■ Exercise goal
Every line in the data below that includes "turquoise" belongs in the answer, copied as it stands.
Data excerpts Start Marker
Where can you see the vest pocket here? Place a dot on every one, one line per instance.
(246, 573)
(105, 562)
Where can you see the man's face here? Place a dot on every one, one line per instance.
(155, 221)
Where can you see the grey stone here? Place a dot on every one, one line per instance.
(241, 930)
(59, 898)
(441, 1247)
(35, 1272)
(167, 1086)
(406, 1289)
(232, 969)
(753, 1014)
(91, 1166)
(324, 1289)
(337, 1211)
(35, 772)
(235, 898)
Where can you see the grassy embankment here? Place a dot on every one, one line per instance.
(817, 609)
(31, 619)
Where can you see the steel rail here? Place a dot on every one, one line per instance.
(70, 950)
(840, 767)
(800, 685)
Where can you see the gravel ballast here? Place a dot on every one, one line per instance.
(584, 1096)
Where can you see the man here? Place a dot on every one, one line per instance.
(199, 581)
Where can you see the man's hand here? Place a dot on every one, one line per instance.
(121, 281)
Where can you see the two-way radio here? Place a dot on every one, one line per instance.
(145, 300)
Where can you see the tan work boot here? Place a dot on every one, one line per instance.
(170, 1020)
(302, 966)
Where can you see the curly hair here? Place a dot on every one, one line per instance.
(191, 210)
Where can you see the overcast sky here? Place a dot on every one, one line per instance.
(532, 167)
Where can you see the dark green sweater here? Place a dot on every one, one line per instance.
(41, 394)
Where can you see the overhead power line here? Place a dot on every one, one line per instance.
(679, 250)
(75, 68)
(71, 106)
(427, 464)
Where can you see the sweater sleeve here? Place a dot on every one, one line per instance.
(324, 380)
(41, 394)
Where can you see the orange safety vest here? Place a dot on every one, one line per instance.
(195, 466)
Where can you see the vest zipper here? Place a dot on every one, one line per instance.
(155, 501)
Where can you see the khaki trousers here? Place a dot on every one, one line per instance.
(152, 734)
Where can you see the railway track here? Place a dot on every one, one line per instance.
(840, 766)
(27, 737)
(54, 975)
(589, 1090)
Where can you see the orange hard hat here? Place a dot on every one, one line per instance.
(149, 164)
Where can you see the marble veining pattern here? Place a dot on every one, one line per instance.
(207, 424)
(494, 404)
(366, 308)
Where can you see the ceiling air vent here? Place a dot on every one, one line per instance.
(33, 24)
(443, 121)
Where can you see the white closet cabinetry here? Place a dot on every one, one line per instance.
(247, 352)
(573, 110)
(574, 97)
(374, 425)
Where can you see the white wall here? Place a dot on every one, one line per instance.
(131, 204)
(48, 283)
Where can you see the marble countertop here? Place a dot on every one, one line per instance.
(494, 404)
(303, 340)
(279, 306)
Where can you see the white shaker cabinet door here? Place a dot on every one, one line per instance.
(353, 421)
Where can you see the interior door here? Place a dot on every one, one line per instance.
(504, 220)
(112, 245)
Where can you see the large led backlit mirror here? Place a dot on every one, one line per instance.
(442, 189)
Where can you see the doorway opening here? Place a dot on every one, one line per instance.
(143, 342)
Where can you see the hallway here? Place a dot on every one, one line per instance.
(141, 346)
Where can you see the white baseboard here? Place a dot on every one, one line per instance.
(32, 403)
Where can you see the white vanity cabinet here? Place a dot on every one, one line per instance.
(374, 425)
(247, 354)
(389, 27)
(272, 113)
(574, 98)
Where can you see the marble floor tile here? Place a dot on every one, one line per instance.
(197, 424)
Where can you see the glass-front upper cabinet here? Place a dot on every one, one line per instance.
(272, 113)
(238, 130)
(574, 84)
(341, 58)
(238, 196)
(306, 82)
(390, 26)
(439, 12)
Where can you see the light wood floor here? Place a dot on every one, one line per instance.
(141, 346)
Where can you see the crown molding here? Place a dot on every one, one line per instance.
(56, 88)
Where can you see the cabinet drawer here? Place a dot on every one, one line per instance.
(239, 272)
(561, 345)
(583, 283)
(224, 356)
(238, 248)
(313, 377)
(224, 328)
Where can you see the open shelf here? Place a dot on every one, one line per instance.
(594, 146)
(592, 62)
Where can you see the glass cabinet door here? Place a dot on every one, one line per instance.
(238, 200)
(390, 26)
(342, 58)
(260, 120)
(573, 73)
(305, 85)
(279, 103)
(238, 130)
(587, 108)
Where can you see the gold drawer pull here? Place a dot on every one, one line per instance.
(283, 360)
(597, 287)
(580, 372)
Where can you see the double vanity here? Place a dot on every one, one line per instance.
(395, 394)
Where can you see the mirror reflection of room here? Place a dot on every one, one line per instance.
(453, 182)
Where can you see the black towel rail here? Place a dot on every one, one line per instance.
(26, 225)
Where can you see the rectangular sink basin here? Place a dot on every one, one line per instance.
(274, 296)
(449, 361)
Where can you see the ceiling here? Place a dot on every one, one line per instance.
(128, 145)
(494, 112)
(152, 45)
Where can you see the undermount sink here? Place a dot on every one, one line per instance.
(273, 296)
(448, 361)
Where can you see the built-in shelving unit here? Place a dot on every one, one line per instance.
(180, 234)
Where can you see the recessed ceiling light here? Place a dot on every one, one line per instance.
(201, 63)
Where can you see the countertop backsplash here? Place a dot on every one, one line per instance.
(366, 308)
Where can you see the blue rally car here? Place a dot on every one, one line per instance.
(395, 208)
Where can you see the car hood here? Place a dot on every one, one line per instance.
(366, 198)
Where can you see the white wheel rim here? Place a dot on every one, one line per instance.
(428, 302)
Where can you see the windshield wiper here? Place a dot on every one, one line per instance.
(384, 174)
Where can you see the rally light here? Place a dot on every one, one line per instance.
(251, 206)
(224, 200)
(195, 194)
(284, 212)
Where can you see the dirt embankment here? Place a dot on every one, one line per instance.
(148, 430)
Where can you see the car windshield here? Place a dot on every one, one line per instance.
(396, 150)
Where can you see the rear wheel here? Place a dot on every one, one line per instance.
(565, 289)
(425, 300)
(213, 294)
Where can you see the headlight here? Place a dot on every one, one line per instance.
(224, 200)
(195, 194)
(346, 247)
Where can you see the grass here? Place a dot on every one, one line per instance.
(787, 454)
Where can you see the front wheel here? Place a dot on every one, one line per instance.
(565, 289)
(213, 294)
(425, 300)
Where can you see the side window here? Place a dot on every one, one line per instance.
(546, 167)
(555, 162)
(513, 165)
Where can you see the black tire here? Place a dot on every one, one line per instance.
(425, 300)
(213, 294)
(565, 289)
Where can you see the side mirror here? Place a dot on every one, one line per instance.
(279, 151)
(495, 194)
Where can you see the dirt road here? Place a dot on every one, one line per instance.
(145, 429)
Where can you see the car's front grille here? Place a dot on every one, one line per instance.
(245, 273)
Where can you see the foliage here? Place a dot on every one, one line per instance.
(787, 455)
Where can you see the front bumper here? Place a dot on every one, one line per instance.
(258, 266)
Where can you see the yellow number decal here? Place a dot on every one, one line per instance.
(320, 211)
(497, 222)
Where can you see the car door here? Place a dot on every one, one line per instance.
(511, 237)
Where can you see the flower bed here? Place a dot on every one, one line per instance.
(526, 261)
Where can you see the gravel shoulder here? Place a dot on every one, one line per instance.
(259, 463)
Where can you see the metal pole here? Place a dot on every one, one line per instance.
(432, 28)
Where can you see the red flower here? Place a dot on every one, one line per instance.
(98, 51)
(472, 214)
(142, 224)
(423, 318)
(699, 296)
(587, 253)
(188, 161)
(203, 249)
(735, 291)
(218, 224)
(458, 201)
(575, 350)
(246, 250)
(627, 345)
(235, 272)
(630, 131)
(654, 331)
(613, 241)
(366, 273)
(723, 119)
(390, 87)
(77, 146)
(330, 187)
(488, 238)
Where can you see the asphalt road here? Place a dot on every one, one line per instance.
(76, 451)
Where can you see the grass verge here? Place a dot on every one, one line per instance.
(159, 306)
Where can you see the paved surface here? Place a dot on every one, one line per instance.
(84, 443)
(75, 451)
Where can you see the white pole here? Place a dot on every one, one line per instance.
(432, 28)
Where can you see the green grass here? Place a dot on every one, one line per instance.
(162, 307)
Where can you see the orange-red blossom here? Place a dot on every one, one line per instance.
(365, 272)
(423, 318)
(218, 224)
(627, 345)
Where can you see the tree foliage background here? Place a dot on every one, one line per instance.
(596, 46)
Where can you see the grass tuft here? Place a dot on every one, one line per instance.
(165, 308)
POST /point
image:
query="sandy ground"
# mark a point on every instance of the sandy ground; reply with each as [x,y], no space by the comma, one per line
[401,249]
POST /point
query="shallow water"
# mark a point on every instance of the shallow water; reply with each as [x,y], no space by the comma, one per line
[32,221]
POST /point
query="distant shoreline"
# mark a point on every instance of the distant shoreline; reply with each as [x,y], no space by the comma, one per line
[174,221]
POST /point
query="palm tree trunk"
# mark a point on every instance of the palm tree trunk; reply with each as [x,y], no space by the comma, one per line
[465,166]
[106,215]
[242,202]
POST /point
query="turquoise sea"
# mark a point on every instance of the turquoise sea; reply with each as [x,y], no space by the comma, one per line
Data excerpts End Marker
■ Answer box
query="turquoise sea"
# mark a point on every instance of the turquoise sea; reply with each as [x,y], no space by the comma, one per line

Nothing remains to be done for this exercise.